◆ Try it ◆
The answer is to be the data below, written out in full and exactly.

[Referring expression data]

◇ ◇ ◇ ◇ ◇ ◇ ◇

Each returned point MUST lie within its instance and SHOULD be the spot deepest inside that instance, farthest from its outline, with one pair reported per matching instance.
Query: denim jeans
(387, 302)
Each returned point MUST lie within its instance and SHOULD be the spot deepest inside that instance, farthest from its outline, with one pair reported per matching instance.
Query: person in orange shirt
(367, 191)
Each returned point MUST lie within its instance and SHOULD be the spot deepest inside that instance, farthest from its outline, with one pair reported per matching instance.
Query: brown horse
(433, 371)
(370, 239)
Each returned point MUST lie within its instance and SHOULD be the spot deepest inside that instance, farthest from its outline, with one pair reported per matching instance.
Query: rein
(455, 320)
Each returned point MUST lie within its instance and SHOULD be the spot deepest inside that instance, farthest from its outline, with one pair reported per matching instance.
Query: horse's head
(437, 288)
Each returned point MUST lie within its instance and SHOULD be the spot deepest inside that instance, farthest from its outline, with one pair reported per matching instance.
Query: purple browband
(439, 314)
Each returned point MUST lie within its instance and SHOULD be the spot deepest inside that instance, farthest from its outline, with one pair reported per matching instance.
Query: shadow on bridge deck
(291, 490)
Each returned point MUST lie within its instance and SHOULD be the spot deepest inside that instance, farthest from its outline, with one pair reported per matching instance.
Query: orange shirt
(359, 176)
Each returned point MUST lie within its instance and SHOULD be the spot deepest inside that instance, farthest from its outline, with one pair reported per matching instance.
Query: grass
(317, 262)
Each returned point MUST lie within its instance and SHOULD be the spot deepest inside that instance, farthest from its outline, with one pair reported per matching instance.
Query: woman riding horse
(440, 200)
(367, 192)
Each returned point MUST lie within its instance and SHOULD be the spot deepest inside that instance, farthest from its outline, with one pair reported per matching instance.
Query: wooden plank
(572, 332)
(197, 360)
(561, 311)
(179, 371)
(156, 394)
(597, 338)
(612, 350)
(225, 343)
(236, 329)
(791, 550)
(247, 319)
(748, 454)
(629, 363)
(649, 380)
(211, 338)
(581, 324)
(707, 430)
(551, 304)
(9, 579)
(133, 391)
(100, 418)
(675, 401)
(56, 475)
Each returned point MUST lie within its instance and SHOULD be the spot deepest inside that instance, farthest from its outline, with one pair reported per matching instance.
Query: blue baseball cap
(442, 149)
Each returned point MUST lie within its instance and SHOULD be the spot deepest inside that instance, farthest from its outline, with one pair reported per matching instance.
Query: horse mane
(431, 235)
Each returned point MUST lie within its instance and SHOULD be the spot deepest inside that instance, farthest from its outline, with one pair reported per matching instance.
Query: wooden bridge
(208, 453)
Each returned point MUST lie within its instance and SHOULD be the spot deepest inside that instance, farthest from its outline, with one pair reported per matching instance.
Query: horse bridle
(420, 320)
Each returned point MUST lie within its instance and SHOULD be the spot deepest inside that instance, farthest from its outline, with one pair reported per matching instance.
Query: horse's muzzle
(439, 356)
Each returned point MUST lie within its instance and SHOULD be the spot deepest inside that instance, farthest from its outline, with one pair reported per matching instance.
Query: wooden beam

◇ ◇ ◇ ◇ ◇ ◇ ◇

◆ Output of the task ◆
Each returned point MUST lie within its instance and SHOULD be the spot deepest inside that instance, farthest from its outline, with one pair reported per matching instance.
Query: denim jeans
(387, 302)
Each returned point MUST lie within its instance and SHOULD be the spot deepest inside that instance, farthest from its outline, with one pair reported per matching instance.
Query: person in orange shirt
(367, 191)
Each returned point MUST lie within its instance and SHOULD be the spot deepest inside that instance, farthest from its outline, with one pair reported per matching instance.
Query: brown horse
(433, 371)
(370, 239)
Each returned point MUST lie within its instance and SHOULD be the spot deepest inside that instance, farthest from its outline, with one pair reported per matching instance.
Query: rein
(455, 320)
Each returned point MUST lie within its instance and SHOULD be the spot deepest inside that instance, farthest from its outline, with one pair reported per matching instance.
Query: horse's head
(437, 288)
Each returned point MUST lie within its instance and SHOULD be the spot deepest inside that instance, farthest from its outline, with one pair reported per matching instance.
Query: purple browband
(439, 314)
Each returned point MUST lie within its instance and SHOULD be the spot deepest inside that instance, farthest from its outline, with one pair reported per matching instance.
Query: shadow on bridge deck
(291, 490)
Each returned point MUST lie within its instance and SHOULD be the spot deepest inside that instance, farthest from its outline, with one pair reported per matching instance.
Query: orange shirt
(359, 176)
Each returned point MUST lie within its instance and SHOULD be the spot deepest inside that instance, farthest from its outline, with one pair reported per matching instance.
Query: grass
(317, 262)
Each returned point MUST lie within its instance and SHOULD be the spot deepest inside that instance, farthest from its outline, with one pair reported per matching instance.
Query: woman riding horse
(440, 200)
(367, 192)
Each returned point MUST lie within its instance and SHOULD be the spot deepest inside that instance, farthest from its outline, with one pair reported per matching instance.
Query: wooden plank
(572, 332)
(197, 360)
(561, 311)
(179, 371)
(156, 394)
(597, 338)
(612, 350)
(225, 343)
(236, 329)
(791, 550)
(247, 319)
(748, 454)
(629, 363)
(649, 380)
(211, 338)
(581, 324)
(707, 430)
(551, 304)
(9, 579)
(133, 391)
(100, 418)
(675, 401)
(56, 475)
Each returned point MUST lie within its instance and SHOULD be the spot deepest inside that instance, farthest from its outline, with one pair reported per matching instance.
Query: blue baseball cap
(442, 149)
Each returned point MUST lie within its instance and SHOULD be the spot deepest inside that instance, farthest from its outline, with one pair reported per matching instance.
Query: horse mane
(431, 235)
Each returned point MUST lie within its instance and SHOULD be the spot deepest inside that instance, farthest from its outline, with one pair reported per matching instance.
Query: wooden bridge
(208, 453)
Each returned point MUST lie within its instance and SHOULD be the spot deepest inside that instance, farthest from its outline, with one pair reported per matching instance.
Query: horse bridle
(420, 320)
Each returned point MUST lie within its instance and SHOULD be the spot deepest inside that instance, farthest from its outline, with one pair reported per matching instance.
Query: horse's muzzle
(439, 356)
Each returned point MUST lie within its instance and SHOULD be the spot deepest inside that instance, farthest from its outline, with one pair reported per matching instance.
Query: wooden beam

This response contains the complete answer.